- Conference: Mid-American Conference
- Record: 3–5–1 (1–3 MAC)
- Head coach: Harold Wise (1st season);
- Home stadium: Peden Stadium

= 1947 Ohio Bobcats football team =

American college football season

The 1947 Ohio Bobcats football team was an American football team that represented Ohio University in the Mid-American Conference (MAC) during the 1947 college football season. In their first season under head coach Harold Wise, the Bobcats compiled a 3–5–1 record (1–3 against MAC opponents), finished in fourth place in the MAC, and were outscored by all opponents by a combined total of 116 to 80. Offensive guard Ed Zednik was selected as a first-team All-MAC player. They played their home games in Peden Stadium in Athens, Ohio.

In the final Litkenhous Ratings released in mid-December, Ohio was ranked at No. 157 out of 500 college football teams.

*Aim of the task*
Reproduce word for word the passage on the 1947 Ohio Bobcats football team, from "The 1947 Ohio" up to and including "in Athens, Ohio.".

*Provided material*
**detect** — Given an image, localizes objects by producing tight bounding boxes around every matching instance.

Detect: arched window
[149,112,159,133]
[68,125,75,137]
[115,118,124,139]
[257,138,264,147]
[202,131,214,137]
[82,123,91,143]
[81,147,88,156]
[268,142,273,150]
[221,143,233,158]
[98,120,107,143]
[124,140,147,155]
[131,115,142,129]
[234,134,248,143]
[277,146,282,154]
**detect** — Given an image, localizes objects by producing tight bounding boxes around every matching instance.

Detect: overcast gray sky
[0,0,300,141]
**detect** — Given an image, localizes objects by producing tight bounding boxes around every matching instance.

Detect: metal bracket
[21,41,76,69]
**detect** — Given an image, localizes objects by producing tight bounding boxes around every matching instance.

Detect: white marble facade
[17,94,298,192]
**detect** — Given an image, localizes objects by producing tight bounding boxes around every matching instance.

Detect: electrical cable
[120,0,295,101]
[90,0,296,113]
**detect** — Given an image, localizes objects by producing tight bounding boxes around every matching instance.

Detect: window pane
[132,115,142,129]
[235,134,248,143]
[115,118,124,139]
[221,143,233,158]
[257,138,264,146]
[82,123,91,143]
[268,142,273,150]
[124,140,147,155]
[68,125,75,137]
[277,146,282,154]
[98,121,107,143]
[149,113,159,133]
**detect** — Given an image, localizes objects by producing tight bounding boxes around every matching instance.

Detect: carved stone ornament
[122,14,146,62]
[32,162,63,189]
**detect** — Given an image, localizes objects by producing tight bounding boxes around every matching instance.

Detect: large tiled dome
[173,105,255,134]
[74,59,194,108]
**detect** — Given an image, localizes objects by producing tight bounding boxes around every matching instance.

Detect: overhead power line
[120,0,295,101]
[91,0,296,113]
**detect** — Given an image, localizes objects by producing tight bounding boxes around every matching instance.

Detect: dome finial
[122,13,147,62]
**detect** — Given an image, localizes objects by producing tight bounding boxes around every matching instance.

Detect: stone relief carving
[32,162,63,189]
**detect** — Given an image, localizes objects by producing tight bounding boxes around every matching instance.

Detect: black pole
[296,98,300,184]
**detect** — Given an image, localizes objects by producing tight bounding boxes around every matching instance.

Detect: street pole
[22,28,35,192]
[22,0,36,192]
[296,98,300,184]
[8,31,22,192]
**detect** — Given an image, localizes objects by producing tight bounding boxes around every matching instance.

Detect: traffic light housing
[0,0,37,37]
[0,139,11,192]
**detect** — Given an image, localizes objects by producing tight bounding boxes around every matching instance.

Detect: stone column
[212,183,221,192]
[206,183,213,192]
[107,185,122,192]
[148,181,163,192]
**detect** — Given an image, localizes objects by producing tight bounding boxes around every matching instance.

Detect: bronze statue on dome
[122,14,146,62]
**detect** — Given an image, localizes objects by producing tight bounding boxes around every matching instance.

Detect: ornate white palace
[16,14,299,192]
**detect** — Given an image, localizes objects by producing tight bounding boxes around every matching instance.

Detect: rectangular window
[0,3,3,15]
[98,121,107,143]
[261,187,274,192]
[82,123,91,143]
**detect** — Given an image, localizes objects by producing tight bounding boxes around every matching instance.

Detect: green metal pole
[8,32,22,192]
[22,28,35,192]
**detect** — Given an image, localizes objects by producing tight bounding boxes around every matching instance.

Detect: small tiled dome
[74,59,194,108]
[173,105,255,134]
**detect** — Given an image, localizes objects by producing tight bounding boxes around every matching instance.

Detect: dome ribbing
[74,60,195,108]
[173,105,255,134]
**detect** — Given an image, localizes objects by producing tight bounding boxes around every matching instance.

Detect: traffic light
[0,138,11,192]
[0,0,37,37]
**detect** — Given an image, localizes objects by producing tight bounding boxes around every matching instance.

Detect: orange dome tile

*Output below*
The 1947 Ohio Bobcats football team was an American football team that represented Ohio University in the Mid-American Conference (MAC) during the 1947 college football season. In their first season under head coach Harold Wise, the Bobcats compiled a 3–5–1 record (1–3 against MAC opponents), finished in fourth place in the MAC, and were outscored by all opponents by a combined total of 116 to 80. Offensive guard Ed Zednik was selected as a first-team All-MAC player. They played their home games in Peden Stadium in Athens, Ohio.